What needs to be done: Copy every line of the items below, starting at the first line and ending at the line that contains "pixel 561 265". Include that last line, and reproduce each line without any change.

Task inputs:
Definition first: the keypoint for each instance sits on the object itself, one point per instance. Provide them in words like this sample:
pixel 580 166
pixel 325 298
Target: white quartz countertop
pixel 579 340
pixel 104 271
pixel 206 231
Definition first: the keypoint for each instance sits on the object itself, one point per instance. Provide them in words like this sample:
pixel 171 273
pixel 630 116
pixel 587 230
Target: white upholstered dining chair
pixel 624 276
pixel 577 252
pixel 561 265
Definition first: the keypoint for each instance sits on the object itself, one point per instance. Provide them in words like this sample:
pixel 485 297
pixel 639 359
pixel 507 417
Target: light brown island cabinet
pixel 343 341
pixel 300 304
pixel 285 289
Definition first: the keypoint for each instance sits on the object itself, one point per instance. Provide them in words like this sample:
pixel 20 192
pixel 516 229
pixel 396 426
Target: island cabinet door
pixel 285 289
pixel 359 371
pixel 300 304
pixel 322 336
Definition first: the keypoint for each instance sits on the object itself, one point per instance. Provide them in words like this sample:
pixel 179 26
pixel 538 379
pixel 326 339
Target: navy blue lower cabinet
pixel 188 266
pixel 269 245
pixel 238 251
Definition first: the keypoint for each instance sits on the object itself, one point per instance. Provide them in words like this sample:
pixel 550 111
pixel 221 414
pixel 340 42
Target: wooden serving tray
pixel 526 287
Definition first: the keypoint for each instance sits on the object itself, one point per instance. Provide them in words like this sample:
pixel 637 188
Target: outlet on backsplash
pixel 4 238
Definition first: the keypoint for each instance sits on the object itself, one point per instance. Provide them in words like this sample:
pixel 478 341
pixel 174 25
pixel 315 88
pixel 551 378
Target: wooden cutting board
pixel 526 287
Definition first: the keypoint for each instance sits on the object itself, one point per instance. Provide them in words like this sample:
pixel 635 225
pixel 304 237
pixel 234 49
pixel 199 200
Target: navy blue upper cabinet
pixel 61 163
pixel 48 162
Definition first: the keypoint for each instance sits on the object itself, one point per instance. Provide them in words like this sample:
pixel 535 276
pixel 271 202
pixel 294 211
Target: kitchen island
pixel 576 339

Solution:
Definition first: the keypoint for each instance sits on the object itself, one point per instance. Provide them in words like this sample:
pixel 580 166
pixel 325 298
Target: white quartz countertop
pixel 579 340
pixel 104 271
pixel 206 231
Definition first: the keypoint for each instance sits on the object itself, one point per instance. Provide them in words like this sample:
pixel 171 273
pixel 630 116
pixel 587 230
Target: white upholstered dining chair
pixel 624 276
pixel 577 252
pixel 561 265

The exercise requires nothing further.